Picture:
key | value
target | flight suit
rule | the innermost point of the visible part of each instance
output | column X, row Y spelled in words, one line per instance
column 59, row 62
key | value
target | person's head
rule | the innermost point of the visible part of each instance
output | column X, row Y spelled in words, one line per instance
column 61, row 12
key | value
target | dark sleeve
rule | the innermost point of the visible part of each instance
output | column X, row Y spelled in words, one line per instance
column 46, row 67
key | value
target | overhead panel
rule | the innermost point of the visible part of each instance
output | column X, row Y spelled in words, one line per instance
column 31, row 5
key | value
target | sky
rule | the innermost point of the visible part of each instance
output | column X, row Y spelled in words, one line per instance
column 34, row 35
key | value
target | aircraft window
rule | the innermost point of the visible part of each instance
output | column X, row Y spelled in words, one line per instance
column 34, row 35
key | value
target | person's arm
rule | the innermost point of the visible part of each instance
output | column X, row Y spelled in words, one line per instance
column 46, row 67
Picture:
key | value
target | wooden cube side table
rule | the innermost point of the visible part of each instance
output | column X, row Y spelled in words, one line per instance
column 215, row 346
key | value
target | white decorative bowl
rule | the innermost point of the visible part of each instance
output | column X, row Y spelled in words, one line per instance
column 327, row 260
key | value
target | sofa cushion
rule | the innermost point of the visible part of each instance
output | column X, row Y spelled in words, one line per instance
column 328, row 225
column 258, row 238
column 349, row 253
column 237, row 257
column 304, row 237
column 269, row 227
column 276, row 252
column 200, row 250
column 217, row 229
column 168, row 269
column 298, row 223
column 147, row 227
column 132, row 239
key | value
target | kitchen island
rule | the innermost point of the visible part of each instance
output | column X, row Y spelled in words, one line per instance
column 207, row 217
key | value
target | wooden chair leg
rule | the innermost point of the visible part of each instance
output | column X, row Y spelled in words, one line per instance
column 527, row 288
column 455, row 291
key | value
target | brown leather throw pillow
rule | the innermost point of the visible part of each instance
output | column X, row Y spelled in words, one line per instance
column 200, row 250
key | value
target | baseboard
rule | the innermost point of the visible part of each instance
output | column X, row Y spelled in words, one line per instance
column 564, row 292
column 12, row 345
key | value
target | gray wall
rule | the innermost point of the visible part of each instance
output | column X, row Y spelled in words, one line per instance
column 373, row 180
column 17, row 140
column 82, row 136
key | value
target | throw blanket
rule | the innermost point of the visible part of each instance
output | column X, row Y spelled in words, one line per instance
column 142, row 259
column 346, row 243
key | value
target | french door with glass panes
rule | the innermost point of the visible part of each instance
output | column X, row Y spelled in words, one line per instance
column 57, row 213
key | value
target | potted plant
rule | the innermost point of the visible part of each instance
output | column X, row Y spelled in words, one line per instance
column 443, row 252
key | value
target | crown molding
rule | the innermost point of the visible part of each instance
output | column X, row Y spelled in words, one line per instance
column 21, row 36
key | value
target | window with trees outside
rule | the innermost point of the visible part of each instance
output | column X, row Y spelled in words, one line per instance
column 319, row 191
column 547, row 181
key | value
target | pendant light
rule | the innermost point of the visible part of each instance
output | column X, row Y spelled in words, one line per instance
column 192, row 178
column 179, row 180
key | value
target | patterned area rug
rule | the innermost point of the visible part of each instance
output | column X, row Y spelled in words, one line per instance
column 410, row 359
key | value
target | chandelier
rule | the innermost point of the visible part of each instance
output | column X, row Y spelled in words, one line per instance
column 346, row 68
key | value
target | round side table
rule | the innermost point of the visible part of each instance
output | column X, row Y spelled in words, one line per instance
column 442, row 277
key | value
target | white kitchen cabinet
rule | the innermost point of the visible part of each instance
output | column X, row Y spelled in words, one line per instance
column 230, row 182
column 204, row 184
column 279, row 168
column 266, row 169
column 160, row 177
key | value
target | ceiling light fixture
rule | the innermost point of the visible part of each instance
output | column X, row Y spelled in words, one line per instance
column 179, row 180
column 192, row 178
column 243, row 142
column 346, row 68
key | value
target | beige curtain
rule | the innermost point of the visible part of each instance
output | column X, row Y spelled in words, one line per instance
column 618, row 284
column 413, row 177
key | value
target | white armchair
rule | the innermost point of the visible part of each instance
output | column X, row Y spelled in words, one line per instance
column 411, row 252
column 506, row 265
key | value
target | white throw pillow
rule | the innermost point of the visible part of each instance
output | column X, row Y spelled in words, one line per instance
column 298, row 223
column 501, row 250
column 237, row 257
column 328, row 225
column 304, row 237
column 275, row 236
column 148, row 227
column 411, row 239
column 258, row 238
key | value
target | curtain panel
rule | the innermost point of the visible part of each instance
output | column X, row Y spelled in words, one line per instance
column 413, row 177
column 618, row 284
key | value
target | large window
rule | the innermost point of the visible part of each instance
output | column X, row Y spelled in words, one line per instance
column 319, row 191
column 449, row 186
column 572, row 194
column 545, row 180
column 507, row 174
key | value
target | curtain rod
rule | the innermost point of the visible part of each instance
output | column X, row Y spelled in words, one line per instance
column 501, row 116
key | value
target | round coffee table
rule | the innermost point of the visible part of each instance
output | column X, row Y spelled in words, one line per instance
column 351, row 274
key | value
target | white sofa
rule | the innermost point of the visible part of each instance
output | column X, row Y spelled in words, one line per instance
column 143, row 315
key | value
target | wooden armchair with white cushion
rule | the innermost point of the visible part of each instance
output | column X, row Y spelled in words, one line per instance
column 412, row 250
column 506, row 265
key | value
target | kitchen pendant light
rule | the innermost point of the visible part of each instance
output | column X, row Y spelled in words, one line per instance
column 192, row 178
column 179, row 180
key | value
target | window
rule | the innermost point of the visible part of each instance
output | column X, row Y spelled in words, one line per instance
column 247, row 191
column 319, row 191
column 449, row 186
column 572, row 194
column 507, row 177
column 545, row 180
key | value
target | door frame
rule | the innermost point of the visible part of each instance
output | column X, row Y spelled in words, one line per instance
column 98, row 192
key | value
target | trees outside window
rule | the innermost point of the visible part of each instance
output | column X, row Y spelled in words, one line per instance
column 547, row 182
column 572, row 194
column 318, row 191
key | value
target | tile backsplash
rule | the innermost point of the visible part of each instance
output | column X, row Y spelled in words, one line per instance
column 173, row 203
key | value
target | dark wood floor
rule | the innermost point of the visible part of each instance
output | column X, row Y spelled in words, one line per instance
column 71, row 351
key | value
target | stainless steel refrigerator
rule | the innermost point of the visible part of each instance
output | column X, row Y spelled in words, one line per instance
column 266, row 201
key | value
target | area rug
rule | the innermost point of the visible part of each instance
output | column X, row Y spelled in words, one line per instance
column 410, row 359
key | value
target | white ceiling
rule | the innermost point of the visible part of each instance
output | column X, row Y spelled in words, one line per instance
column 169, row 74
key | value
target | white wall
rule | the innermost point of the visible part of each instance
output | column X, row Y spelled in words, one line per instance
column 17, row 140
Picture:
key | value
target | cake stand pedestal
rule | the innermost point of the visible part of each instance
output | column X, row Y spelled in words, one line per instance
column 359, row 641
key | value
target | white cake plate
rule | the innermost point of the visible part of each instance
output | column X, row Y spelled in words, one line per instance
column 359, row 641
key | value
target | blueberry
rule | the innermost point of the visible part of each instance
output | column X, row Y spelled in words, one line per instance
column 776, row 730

━━━━━━━━

Rewrite all the items above, replacing every "innermost point" with "central point" and leaving everything else unchanged.

Right answer:
Picture:
key | value
target | flight suit
rule | the central point of the visible part of each instance
output | column X, row Y spelled in words, one line per instance
column 59, row 62
key | value
target | person's head
rule | the central point of the visible part of each instance
output | column X, row Y spelled in words, one line per instance
column 61, row 12
key | value
target | dark sleeve
rule | the central point of the visible part of each instance
output | column X, row Y spelled in words, one line per instance
column 46, row 67
key | value
target | overhead panel
rule | the central point of the visible part of each instance
output | column X, row Y spelled in words, one line per instance
column 31, row 5
key | value
target | sky
rule | the central point of the visible part of each instance
output | column X, row Y spelled in words, one line per instance
column 34, row 35
key | value
target | aircraft window
rule | the central point of the visible part of each instance
output | column X, row Y spelled in words, one line per instance
column 34, row 35
key | value
target | person's arm
rule | the central point of the visible part of each instance
output | column X, row Y spelled in words, one line per instance
column 46, row 67
Picture:
key | value
target | wooden cube side table
rule | the central point of the visible part of each instance
output | column X, row Y spelled in words, one line per instance
column 215, row 346
key | value
target | white decorative bowl
rule | the central point of the visible part of each instance
output | column X, row Y spelled in words, one line per instance
column 327, row 260
key | value
target | sofa cushion
rule | the central point of the visible part of each instance
output | column X, row Y spelled in words, one line per instance
column 328, row 225
column 258, row 238
column 349, row 253
column 237, row 257
column 304, row 237
column 269, row 227
column 276, row 252
column 200, row 250
column 217, row 229
column 168, row 269
column 298, row 223
column 147, row 227
column 132, row 239
key | value
target | kitchen island
rule | the central point of the visible part of each instance
output | column X, row Y spelled in words, one line per instance
column 207, row 217
key | value
target | wooden chair leg
rule | the central point of the visible part of each instance
output | column X, row Y spelled in words, one line per instance
column 527, row 288
column 455, row 291
key | value
target | brown leather throw pillow
rule | the central point of the visible part of each instance
output | column X, row Y spelled in words, one line per instance
column 200, row 250
key | value
target | baseboard
rule | the central point of the visible part of each instance
output | column X, row Y spelled in words, one line per instance
column 564, row 292
column 12, row 345
key | value
target | gray wall
rule | the central point of the visible part of each instance
output | column X, row Y spelled in words, one line per instance
column 373, row 180
column 17, row 140
column 82, row 136
key | value
target | throw blanket
rule | the central point of the visible part of each instance
output | column X, row Y spelled in words, one line per instance
column 142, row 259
column 346, row 243
key | value
target | french door with glass panes
rule | the central point of the visible part of each instance
output | column X, row Y spelled in words, one line per instance
column 57, row 213
key | value
target | potted plant
rule | the central point of the visible part of each instance
output | column X, row Y spelled in words, one line per instance
column 443, row 252
key | value
target | crown molding
rule | the central point of the visible part of each instance
output | column X, row Y spelled in words, one line per instance
column 21, row 36
key | value
target | window with trees outside
rule | the central point of the visible part of each instance
output | column X, row Y spelled in words, one line per instance
column 319, row 191
column 547, row 181
key | value
target | pendant light
rule | the central point of the visible part of each instance
output | column X, row Y spelled in words, one line per instance
column 192, row 178
column 179, row 180
key | value
target | patterned area rug
rule | the central point of the visible part of each instance
output | column X, row Y spelled in words, one line per instance
column 410, row 359
key | value
target | chandelier
rule | the central point of the visible part of each instance
output | column X, row Y spelled in words, one line per instance
column 346, row 68
key | value
target | round side table
rule | the central point of the visible part of each instance
output | column X, row Y spelled in words, one line per instance
column 442, row 277
key | value
target | white kitchen cabinet
rule | the central point of the visible part of each instance
output | column X, row Y spelled in words, one line per instance
column 230, row 182
column 204, row 184
column 279, row 168
column 266, row 169
column 160, row 177
key | value
target | ceiling light fixture
rule | the central point of the visible part of each instance
output | column X, row Y spelled in words, one line per instance
column 179, row 180
column 192, row 178
column 243, row 142
column 346, row 68
key | value
target | beige curtain
rule | the central point of the visible part of each instance
output | column X, row Y spelled in words, one line per instance
column 618, row 284
column 413, row 177
key | value
target | white armchair
rule | the central point of the visible part of each instance
output | column X, row Y spelled in words, one line per instance
column 411, row 252
column 506, row 265
key | value
target | white throw pillow
rule | the central point of the visible part of each instance
output | column X, row Y spelled in words, one line per instance
column 298, row 223
column 501, row 250
column 237, row 257
column 328, row 225
column 304, row 237
column 275, row 236
column 148, row 227
column 411, row 239
column 258, row 238
key | value
target | curtain panel
rule | the central point of the visible part of each instance
output | column X, row Y spelled in words, one line per instance
column 413, row 177
column 618, row 284
key | value
target | large window
rule | the central point of the visible part of each instance
output | column X, row Y spelled in words, one line per instance
column 319, row 191
column 449, row 186
column 572, row 194
column 545, row 180
column 507, row 174
key | value
target | curtain rod
rule | the central point of the visible part of each instance
output | column X, row Y spelled in words, one line per instance
column 501, row 116
key | value
target | round coffee table
rule | the central point of the visible part of each instance
output | column X, row Y spelled in words, one line per instance
column 351, row 274
key | value
target | white sofa
rule | the central point of the visible part of each instance
output | column X, row Y spelled in words, one line per instance
column 143, row 315
key | value
target | wooden armchair with white cushion
rule | the central point of the visible part of each instance
output | column X, row Y spelled in words, one line per instance
column 412, row 250
column 506, row 265
key | value
target | kitchen pendant light
rule | the central point of the visible part of each instance
output | column X, row Y spelled in words, one line per instance
column 192, row 178
column 179, row 180
key | value
target | window
rule | the central point of the visible part of each instance
output | column X, row Y spelled in words, one line per instance
column 247, row 191
column 319, row 191
column 449, row 186
column 572, row 194
column 507, row 177
column 545, row 180
key | value
target | door frame
rule | the central point of the visible part of each instance
output | column X, row Y spelled in words, one line per instance
column 98, row 192
key | value
target | trees outside window
rule | the central point of the visible part of each instance
output | column X, row Y spelled in words, one line per instance
column 547, row 182
column 572, row 194
column 318, row 191
key | value
target | tile backsplash
rule | the central point of the visible part of each instance
output | column X, row Y spelled in words, one line per instance
column 173, row 203
key | value
target | dark wood floor
rule | the central point of the visible part of each instance
output | column X, row Y spelled in words, one line per instance
column 71, row 351
key | value
target | stainless steel refrigerator
rule | the central point of the visible part of each instance
output | column X, row Y spelled in words, one line per instance
column 266, row 201
key | value
target | area rug
rule | the central point of the visible part of each instance
output | column X, row Y spelled in words, one line per instance
column 410, row 359
key | value
target | white ceiling
rule | the central point of the visible part of each instance
output | column X, row Y spelled in words, one line per instance
column 169, row 74
key | value
target | white wall
rule | the central point of the visible part of each instance
output | column X, row Y spelled in words, one line per instance
column 17, row 140
Picture:
key | value
target | cake stand pedestal
rule | the central point of the visible part of each instance
output | column X, row Y spelled in words, one line per instance
column 359, row 641
key | value
target | white cake plate
rule | the central point of the visible part of each instance
output | column X, row Y spelled in words, one line per instance
column 359, row 641
key | value
target | blueberry
rule | the central point of the visible part of each instance
output | column X, row Y spelled in words, one line per instance
column 776, row 730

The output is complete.